Provide an exact reproduction of every entry.

START Records provided

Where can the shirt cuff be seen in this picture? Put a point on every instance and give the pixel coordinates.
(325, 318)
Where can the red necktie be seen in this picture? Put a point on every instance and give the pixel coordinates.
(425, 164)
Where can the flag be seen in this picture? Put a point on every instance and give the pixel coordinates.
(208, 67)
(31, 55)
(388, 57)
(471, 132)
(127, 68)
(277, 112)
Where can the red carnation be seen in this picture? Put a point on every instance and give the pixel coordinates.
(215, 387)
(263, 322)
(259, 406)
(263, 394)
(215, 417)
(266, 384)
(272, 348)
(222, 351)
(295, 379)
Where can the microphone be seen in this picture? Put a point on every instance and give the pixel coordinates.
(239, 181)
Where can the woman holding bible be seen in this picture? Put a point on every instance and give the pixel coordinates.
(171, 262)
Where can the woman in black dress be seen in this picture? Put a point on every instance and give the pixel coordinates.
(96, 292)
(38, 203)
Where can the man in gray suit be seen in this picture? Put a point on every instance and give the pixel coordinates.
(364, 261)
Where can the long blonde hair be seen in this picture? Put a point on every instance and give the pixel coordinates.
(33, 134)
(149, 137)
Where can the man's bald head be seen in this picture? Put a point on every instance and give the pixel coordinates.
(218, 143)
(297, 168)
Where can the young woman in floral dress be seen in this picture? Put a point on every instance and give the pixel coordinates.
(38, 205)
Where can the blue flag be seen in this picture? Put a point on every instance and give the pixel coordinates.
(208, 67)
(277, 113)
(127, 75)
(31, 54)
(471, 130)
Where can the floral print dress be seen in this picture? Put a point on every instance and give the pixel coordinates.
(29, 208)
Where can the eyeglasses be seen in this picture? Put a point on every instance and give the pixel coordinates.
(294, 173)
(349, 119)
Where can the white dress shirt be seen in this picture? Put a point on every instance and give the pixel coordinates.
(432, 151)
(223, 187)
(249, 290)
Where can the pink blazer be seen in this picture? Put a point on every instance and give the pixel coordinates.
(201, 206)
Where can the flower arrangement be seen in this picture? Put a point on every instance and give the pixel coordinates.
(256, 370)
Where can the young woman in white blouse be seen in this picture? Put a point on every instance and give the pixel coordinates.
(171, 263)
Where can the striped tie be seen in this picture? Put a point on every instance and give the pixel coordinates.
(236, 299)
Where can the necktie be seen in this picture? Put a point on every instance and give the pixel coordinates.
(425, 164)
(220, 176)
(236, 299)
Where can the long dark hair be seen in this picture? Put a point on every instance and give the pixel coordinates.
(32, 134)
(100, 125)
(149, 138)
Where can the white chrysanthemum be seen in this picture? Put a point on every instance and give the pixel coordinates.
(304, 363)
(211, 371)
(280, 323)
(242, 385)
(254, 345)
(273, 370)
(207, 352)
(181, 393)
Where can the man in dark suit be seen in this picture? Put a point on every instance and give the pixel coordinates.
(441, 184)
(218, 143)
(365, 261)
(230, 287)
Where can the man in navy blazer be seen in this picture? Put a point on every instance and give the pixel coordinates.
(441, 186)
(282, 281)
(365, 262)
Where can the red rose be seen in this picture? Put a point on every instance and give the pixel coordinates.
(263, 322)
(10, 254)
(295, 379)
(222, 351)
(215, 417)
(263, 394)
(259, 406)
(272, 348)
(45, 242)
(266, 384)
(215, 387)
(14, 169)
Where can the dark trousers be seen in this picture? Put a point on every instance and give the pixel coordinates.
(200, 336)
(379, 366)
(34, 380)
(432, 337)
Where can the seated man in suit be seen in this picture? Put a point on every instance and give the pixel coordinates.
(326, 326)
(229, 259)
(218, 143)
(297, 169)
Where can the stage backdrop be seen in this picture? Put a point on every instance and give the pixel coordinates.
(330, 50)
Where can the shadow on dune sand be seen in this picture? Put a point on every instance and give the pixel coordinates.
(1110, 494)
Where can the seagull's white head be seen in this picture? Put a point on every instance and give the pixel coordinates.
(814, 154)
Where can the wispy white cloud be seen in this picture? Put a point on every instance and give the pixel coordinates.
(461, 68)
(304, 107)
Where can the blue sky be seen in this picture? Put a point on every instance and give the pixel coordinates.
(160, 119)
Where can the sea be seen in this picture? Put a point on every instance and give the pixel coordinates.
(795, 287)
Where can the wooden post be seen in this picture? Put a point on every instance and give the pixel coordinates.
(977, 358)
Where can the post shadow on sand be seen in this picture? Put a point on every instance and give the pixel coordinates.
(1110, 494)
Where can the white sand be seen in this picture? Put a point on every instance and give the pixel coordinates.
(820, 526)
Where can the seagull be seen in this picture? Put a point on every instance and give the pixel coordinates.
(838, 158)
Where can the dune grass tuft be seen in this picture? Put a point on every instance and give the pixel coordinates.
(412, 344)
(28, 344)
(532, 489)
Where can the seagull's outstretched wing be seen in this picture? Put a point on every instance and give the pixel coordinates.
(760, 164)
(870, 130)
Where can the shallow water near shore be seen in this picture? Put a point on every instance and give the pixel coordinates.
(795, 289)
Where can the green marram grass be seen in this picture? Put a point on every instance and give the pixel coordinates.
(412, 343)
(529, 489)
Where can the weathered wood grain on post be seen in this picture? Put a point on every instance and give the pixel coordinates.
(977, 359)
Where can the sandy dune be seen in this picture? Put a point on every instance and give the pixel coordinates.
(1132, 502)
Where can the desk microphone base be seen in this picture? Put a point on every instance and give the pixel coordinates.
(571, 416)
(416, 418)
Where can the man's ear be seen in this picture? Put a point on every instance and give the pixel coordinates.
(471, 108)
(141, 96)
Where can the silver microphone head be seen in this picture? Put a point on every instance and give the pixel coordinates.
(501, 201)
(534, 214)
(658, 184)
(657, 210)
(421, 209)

END Records provided

Task solution:
Where can the shirt cuff be seen in this picture? Put a point on every instance and give the pixel coordinates.
(325, 318)
Where can the red necktie be seen in this picture? Put a point on every instance and give the pixel coordinates.
(425, 164)
Where can the flag be seen in this picture? Put a point on every instance and give the pixel coordinates.
(208, 67)
(31, 55)
(388, 57)
(471, 132)
(127, 68)
(277, 112)
Where can the red carnation be seen in this picture? Put a point on every instance and give the pixel coordinates.
(215, 387)
(263, 322)
(259, 406)
(263, 394)
(215, 417)
(266, 384)
(272, 348)
(222, 351)
(295, 379)
Where can the microphone be seen in this picture? Put a point on every instance and give the pixel coordinates.
(239, 181)
Where can the woman holding bible be seen in this picture? Put a point on every instance and give the pixel coordinates.
(171, 262)
Where can the woman in black dress be seen in this picture? Put a point on every instance and give the pixel coordinates.
(96, 292)
(38, 203)
Where can the man in gray suit be seen in this picture? Put a point on every instance and give the pixel coordinates.
(364, 261)
Where can the long blonde hair be seen in this picture? Put a point on every instance and give the pixel coordinates.
(33, 134)
(149, 137)
Where can the man's bald head be seen in this picture? Put a point on every instance and give the pixel coordinates.
(218, 143)
(297, 168)
Where can the young woman in floral dress be seen in this picture? Put a point on every instance and give the pixel coordinates.
(38, 205)
Where can the blue flag be seen in this picture? Put a point on every instance and give the pixel coordinates.
(208, 67)
(277, 113)
(127, 75)
(31, 54)
(471, 130)
Where can the floral print dress be seen in this picture? Put a point on every instance and give the pixel coordinates.
(29, 208)
Where can the eyeglasses be seen in this picture? Put a point on every instance and give the pixel coordinates.
(294, 173)
(349, 119)
Where can the white dress shirt be seen in this picture? Put a point on every instance and give the pixel coordinates.
(432, 151)
(223, 187)
(249, 290)
Where can the pink blazer be seen in this picture? Put a point on every instance and give the pixel coordinates.
(201, 206)
Where can the flower arrangement be seen in this picture? Put a point on every instance and give the pixel coordinates.
(256, 370)
Where can the young woman in white blouse be seen in this picture? Put a point on every instance and give the pixel coordinates.
(171, 263)
Where can the striped tie be seen in this picture? Put a point on every instance and give the pixel coordinates.
(236, 299)
Where can the necktie be seen in this picture? Put a point on every instance and give the pixel coordinates.
(425, 164)
(220, 176)
(236, 299)
Where can the long dark hair be seen in this picture? Put a point on every instance and give the pixel coordinates.
(32, 134)
(100, 125)
(149, 138)
Where can the white chrysanthemum be seen in this picture? Put a point on every instance and give the pixel coordinates.
(304, 363)
(211, 371)
(280, 323)
(242, 385)
(254, 345)
(273, 370)
(207, 352)
(181, 393)
Where can the man in dark suit be seen in this picture? Put a point on every instance and give the pixel coordinates.
(441, 184)
(218, 143)
(365, 261)
(230, 287)
Where can the man in navy blazer be seen in this picture? Put a point on every instance and give the pixel coordinates.
(441, 186)
(282, 281)
(365, 262)
Where can the red rose be seen in this picture? Put a point on every instance and give the pixel coordinates.
(263, 322)
(10, 254)
(295, 379)
(222, 351)
(215, 417)
(263, 394)
(259, 406)
(272, 348)
(45, 242)
(266, 384)
(215, 387)
(14, 169)
Where can the dark trousers be seen in this picture? Put a point on every instance and give the pixel coordinates.
(200, 336)
(379, 366)
(34, 380)
(432, 337)
Where can the seated man in suit be seen in this picture? Put a point on every instance and give the pixel coordinates.
(326, 326)
(229, 259)
(218, 143)
(297, 169)
Where can the stage backdrop be seen in this picture? Put a point on every instance and give the pixel coordinates.
(330, 50)
Where can the shadow on dune sand be seen in this picture? Put a point on every instance and give the pixel coordinates.
(1110, 494)
Where can the seagull's white head be seen in this picture? Put a point on every instance and give the pixel coordinates.
(814, 154)
Where can the wispy white cloud be seen in this picture? Put a point on every instance and give the pixel coordinates.
(461, 68)
(304, 107)
Where can the blue sky be seen in this picture? Put a point on every instance and give the pixel coordinates.
(160, 119)
Where can the sea be seen in this picture? Put a point on every instance and give the pixel coordinates.
(795, 287)
Where can the wooden post be seen in this picture? Put a point on every instance and give the pixel coordinates.
(977, 358)
Where can the post shadow on sand be seen in this picture? Put a point on every instance and give the pixel coordinates.
(1110, 494)
Where can the white sand be seen in this picture? Put a point on every instance and give the pixel coordinates.
(820, 526)
Where can the seagull be seen in this picture? Put a point on every instance and give the pixel coordinates.
(838, 158)
Where can the dune grass tuft be seen in this picture? Put a point on every instance and give the pixel coordinates.
(412, 344)
(28, 344)
(532, 489)
Where can the seagull's outstretched wing be seen in this picture? Put a point on every instance and give the pixel coordinates.
(760, 164)
(870, 130)
Where can the shallow water near shore be seen in this picture? Put a point on every instance and give the pixel coordinates.
(795, 289)
Where can the green marram grass be seen in this picture? Put a point on every instance and give the pixel coordinates.
(412, 343)
(529, 489)
Where can the weathered wood grain on post be seen in this picture? Put a point on every instance and give the pixel coordinates.
(977, 359)
Where can the sandy dune be seen in this picture? Put a point on every instance and give the pixel coordinates.
(1132, 502)
Where can the desk microphone base be seen in this picture? Put a point on every instance and give the pixel coordinates.
(571, 416)
(416, 418)
Where can the man's ear be seen in this picture? Put a point on every instance and give the pixel coordinates.
(471, 108)
(141, 96)
Where can the silver microphone head be seen in this picture? Put a point on every instance and give the pixel coordinates.
(501, 201)
(534, 214)
(658, 184)
(657, 210)
(421, 209)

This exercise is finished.